What you will do => Shift the bounding box coordinates by 45: rewrite everything from the line containing "Our detector says the bare" down to and including the line containing "[152,154,332,196]", adding 45 to each coordinate and copying every other line unchanged.

Entries from an annotation dataset
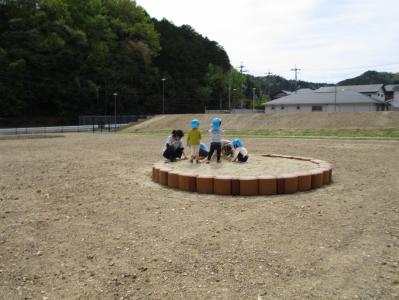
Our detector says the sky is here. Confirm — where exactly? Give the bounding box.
[136,0,399,83]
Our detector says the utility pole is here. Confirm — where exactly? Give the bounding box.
[112,93,118,129]
[237,62,247,108]
[161,78,166,114]
[291,65,301,91]
[265,71,273,101]
[252,88,256,113]
[229,68,232,111]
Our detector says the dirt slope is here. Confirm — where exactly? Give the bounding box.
[128,112,399,131]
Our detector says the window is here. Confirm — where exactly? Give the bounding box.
[312,106,323,111]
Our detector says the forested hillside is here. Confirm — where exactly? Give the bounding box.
[339,71,399,85]
[0,0,399,126]
[0,0,230,122]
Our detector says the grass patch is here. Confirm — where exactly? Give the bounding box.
[121,128,399,140]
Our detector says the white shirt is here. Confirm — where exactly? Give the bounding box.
[233,147,248,160]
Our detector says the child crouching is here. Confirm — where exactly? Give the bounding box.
[231,138,248,163]
[187,119,201,163]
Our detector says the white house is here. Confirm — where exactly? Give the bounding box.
[315,84,385,101]
[265,89,386,113]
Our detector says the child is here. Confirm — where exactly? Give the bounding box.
[162,129,186,162]
[231,138,248,162]
[206,118,224,164]
[187,119,201,164]
[199,143,209,160]
[221,140,234,158]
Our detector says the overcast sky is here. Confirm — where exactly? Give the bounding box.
[136,0,399,82]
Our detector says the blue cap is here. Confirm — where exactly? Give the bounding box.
[200,143,209,152]
[233,138,244,148]
[211,118,222,129]
[191,119,200,128]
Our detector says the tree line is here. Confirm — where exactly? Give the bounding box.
[0,0,238,122]
[0,0,398,124]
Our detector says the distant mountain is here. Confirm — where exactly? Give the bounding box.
[255,71,399,99]
[338,71,399,85]
[253,75,328,95]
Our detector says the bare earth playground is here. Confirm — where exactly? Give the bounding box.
[0,112,399,299]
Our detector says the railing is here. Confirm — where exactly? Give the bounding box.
[0,124,127,135]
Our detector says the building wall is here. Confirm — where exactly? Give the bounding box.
[265,104,377,114]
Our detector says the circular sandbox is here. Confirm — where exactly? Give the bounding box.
[152,154,332,196]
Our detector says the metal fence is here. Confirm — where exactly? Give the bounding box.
[79,115,146,126]
[0,115,146,135]
[0,124,109,135]
[205,108,265,114]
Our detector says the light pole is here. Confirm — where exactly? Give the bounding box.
[162,78,166,114]
[252,88,256,112]
[334,84,337,112]
[230,89,237,112]
[112,93,118,129]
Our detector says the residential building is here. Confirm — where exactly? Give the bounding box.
[265,89,387,113]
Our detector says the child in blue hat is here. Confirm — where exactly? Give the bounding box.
[206,118,224,164]
[187,119,201,163]
[231,138,248,162]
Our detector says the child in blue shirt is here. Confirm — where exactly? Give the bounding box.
[206,118,224,164]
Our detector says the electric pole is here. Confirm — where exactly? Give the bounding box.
[291,65,301,91]
[237,62,247,108]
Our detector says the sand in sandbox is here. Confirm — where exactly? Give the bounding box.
[163,155,317,176]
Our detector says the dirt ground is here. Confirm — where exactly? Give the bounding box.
[0,133,399,299]
[157,156,317,176]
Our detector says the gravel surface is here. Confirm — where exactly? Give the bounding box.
[0,133,399,299]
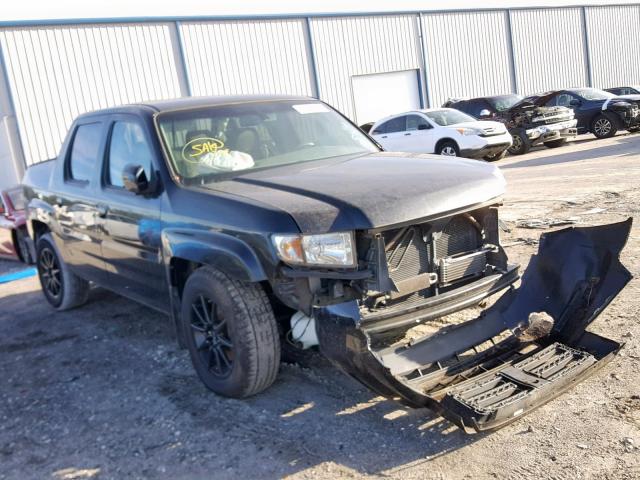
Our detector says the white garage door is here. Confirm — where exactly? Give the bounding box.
[351,70,420,125]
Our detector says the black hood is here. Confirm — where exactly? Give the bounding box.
[204,152,505,233]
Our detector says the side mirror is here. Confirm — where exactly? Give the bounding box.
[122,164,149,195]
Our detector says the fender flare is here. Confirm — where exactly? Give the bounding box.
[162,228,267,283]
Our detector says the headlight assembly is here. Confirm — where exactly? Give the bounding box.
[272,232,357,267]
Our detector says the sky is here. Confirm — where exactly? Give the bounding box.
[0,0,640,24]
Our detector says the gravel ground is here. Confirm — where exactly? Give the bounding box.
[0,135,640,480]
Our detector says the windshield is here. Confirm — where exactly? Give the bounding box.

Result of this exercise =>
Our detector says the bare earth playground is here. Confirm — where exactly? Give the bounding box.
[45,157,444,344]
Our detector says the railing is here. Confirm — where exactly? Give the bounding box.
[45,169,172,180]
Our detector says the building wall is here. Confirm — where exactly? Give the bounding box.
[310,149,422,159]
Our detector says the circular sandbox is here. Confirm — where exactly? Give the bounding box.
[197,199,377,241]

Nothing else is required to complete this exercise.